▶ Texto del documento:
----------

El autor reflexiona sobre las recientes elecciones vascas y denuncia cómo, en general, la sociedad ha aceptado que los políticos no nacionalistas tengan que vivir bajo presión y amenaza.
Merece la pena analizar esta noticia con cierto detenimiento, porque su estructura profunda revela el drama de la España presente, el pasado que lo ha hecho posible y el futuro más previsible, de continuar con las dinámicas que nos han traído hasta aquí.
Paz, reclaman esas voces anónimas, que son eco de otras con nombre propio, como la del anteayer presidente del Gobierno español, ayer inspirador y referente del partido Podemos y hoy consejero áulico del presidente Maduro. «Se votó sin ningún atisbo de defensa de la violencia», se congratulaba Rodríguez Zapatero al día siguiente del gran resultado cosechado por los herederos del terror.
Debería resultarnos insoportable que en España haya que vencer el miedo para ser apoderado en algunos lugares
¿Ningún atisbo? Hay que ser muy ciego para no atisbar ningún atisbo de violencia. Esas palabras del expresidente español serían una muestra dolorosa de ruindad si, en efecto, hubiese una paz de los cementerios construida sobre las víctimas tan recientes del terrorismo —desde luego mucho más recientes que las de Franco o de Hernán Cortés—, a costa de liquidar la razón por la que perdieron la vida para dársela a quienes se la arrebataron. Pero es que, además, esa paz es mentira.
Su mendacidad la revela la segunda de las claves anunciadas. Dado lo ajustado del escrutinio, la detección de un leve error en el recuento bastaba para cambiar el reparto de escaños. Nada llama la atención, a primera vista, pues errores de unos pocos votos arriba o abajo los hay en todas las elecciones, y por esa razón existe la figura de los apoderados.
¿Apoderados? Bien… Vox tuvo que hacer un llamamiento en toda España para encontrarlos, y luego solo pudo hacer campaña protegido por un fuerte blindaje policial. Y de los más de mil apoderados del País Vasco, ¿cuántos eran de Ciudadanos? Parece que 42.

----------

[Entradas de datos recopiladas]

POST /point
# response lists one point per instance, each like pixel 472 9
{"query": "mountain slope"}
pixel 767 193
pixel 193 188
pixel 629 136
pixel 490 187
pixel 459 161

----------

▶ Consigna 1: En el texto sobre las elecciones vascas, ¿cuántos de los más de mil apoderados del País Vasco eran de Ciudadanos?
▶ Consigna 2: Sustituye "miedo" por "temor" al copiar el pasaje del texto sobre las elecciones vascas que arranca con las palabras "Debería resultarnos insoportable" y termina después de "paz es mentira.".

▶ Resultado 1: Parece que 42.

▶ Resultado 2:
Debería resultarnos insoportable que en España haya que vencer el temor para ser apoderado en algunos lugares
¿Ningún atisbo? Hay que ser muy ciego para no atisbar ningún atisbo de violencia. Esas palabras del expresidente español serían una muestra dolorosa de ruindad si, en efecto, hubiese una paz de los cementerios construida sobre las víctimas tan recientes del terrorismo —desde luego mucho más recientes que las de Franco o de Hernán Cortés—, a costa de liquidar la razón por la que perdieron la vida para dársela a quienes se la arrebataron. Pero es que, además, esa paz es mentira.